Begin Passage

Refreshed, I ventured out on my veranda to discover a Fantasy Island setting of thatch roofed cottages, fish ponds, water fountains, swimming pool, lush tropical gardens, moss-enshrouded shrines and statues all surrounded by a sea of rice paddies. My breakfast, the first of many in our home stay's open-air café, consisted of exotic fruit salads and juices, banana honey crepes, sweet black rice porridge, omelets, thick Balinese coffee and tea. It was hard for me to believe that my six-week sabbatical proposal to study mask carving had led me to this paradise. I always thought artists and academics were supposed to suffer.
After several days of helpful orientation sessions to Balinese culture, language and customs by the Dell'Arte faculty, I was ready to begin my formal instruction in mask carving. One of our first lessons had been riding the rickety vans or bemos that shuttle natives and tourists, or tamu, between villages. I stepped off the bemo into the brilliant sun and stifling heat on the main street of Mas, a village famous for its many mask and woodcarving shops.
I entered a winding alleyway leading to the family compound of my Balinese mask carving teacher I. Ketut Molog and fully into a third world culture. Ketut's extended family and apprentices live together in this compound along with an array of dogs, chickens, ducks and pigs. Domestic activities blend with carving as the women come and go to market, wash clothes, prepare daily meals, feed the animals, dry rice in the sun, make daily offerings to their Hindu deities, and sand and polish the finished masks. Men pass through the studio to and from the rice fields behind the compound, make house repairs, maintain the family motorcycles and carve their masks. It was in this domestic setting that I learned the fundamentals of carving and much about the Balinese way of life.
My first carving lesson was very different from my own teaching style in America. There was no syllabus with an outline of educational objectives, topic headings, evaluation scale and absence policy. We had no introductory discussion about carving history or philosophy, no formal demonstration of tool usage and maintenance, no step-by-step outline for learning basic carving practices progressing towards more complicated techniques. Ketut simply asked what kind of mask I would like to carve and we began. I would learn by actually carving a mask; first by observing Ketut's technique and then by attempting to copy it.

End Passage
Begin Raw records

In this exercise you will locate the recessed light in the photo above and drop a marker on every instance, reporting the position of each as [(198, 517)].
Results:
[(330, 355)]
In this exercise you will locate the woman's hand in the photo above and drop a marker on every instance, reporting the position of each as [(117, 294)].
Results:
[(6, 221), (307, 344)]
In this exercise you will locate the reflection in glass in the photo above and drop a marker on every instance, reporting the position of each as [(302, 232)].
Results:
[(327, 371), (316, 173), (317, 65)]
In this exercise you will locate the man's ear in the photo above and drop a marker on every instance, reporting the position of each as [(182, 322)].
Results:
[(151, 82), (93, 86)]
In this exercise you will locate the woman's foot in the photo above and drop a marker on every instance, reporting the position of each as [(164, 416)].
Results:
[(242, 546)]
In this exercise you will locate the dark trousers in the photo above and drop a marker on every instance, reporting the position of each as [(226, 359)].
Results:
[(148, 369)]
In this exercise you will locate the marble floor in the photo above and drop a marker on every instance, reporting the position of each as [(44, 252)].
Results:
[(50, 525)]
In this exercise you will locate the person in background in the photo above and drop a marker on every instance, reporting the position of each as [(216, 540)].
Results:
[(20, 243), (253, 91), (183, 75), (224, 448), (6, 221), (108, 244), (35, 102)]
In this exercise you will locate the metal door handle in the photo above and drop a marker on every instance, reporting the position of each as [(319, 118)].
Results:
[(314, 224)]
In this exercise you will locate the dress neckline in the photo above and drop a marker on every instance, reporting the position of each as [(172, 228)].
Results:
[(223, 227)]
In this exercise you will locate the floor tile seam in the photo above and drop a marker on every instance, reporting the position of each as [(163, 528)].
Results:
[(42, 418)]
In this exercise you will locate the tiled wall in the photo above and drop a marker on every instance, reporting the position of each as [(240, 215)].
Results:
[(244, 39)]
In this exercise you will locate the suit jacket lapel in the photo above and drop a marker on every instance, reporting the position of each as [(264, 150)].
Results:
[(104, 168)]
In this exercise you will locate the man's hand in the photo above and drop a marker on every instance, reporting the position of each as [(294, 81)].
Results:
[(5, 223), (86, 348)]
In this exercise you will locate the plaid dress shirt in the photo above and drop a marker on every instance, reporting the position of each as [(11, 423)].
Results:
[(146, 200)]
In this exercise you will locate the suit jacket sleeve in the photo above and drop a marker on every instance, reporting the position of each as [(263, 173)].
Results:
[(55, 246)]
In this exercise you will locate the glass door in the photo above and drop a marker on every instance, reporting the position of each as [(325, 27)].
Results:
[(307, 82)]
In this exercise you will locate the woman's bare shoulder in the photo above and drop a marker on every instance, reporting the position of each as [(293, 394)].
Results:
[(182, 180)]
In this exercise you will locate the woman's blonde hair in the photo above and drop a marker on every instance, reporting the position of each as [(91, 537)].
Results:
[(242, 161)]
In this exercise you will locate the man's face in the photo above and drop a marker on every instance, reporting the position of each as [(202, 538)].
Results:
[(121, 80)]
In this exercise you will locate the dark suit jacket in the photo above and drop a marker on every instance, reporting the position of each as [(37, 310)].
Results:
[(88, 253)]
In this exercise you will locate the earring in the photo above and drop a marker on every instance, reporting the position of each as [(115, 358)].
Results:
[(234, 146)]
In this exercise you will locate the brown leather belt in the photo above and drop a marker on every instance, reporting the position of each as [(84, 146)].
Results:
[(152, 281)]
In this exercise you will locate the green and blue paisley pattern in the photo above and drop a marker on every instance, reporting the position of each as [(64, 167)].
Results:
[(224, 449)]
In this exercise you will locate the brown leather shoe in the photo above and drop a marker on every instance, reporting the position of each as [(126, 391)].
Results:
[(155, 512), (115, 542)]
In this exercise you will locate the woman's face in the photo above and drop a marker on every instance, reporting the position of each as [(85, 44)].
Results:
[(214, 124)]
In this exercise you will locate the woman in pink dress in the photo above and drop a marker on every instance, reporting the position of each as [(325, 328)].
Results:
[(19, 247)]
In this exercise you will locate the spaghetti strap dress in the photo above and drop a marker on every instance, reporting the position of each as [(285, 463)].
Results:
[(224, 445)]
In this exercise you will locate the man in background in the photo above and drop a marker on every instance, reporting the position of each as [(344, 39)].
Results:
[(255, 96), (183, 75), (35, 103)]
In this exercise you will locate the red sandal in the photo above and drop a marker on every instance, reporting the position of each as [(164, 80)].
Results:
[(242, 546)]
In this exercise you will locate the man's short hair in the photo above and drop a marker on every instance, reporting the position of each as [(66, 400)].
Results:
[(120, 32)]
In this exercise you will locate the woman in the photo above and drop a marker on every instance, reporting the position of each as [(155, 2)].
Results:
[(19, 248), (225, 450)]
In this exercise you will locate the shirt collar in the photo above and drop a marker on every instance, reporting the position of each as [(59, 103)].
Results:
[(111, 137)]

End Raw records

• [Problems to work on]
1. Answer these questions about the passage on learning mask carving in Bali.
(a) What is the village of Mas famous for?
(b) Which animals live in the family compound along with Ketut's relatives and apprentices?
(c) What did Ketut ask at the start of the first carving lesson?
2. Write a continuation of the account of learning mask carving in Bali, picking up after its final sentence.
The entries come from a separate source, unrelated to the text.

• [Answers per task]
1.
(a) Its many mask and woodcarving shops.
(b) Dogs, chickens, ducks and pigs.
(c) What kind of mask the writer would like to carve.

2.
Looking at the many elaborate masks that hung on the walls of his studio I selected one with simple facial features. I didn't want to take on more than I could handle on my first mask. My mask work prior to this had always been an additive process modeling from clay, plaster or paper mache. Now I was dealing with a subtractive process where I thought any mistake was irrevocable and permanent.
Facilitated by Dell'Arte faculty member and mask maker, Newman (he uses only one name) Ketut began to teach us to carve. We began by tracing the outline of the mask I was to copy onto a piece of paper; cutting out the pattern after folding it along the centerline to make sure it was symmetrical (fig. 1) The position of the eyes and mouth were also sketched on the paper for future reference. Measuring the pattern, Ketut selected a log about 18" in diameter from his woodpile.
A favorite wood for mask carving is pulai, pronounced "poo ley" (Alstonia Scholaris Apocynaceae). Pulai is a straight, fine-grained, cream-colored wood, which is carved while still green and soft. As the mask dries, the pulai hardens, becoming lighter and stronger.
We used a two-person handsaw to cut the block to the height of the mask allowing an extra ½" at the top and bottom for safety. An old axe head was inserted into the cut to prevent the edges from pinching the blade. (fig. 2)
The cut log was then measured so it could be split into three individual blocks each of which would become a mask (fig. 3). The back of the mask is oriented towards the harder heartwood so the facial features can be carved into the softer sapwood. This way the circular growth rings correspond to the rounded features of the face.
We began the split by using the axe head to cut a ½" deep line across the wood block. (fig. 4) More axe heads were driven into this cut creating a split into which a thicker wedge of wood was driven to completely split the block.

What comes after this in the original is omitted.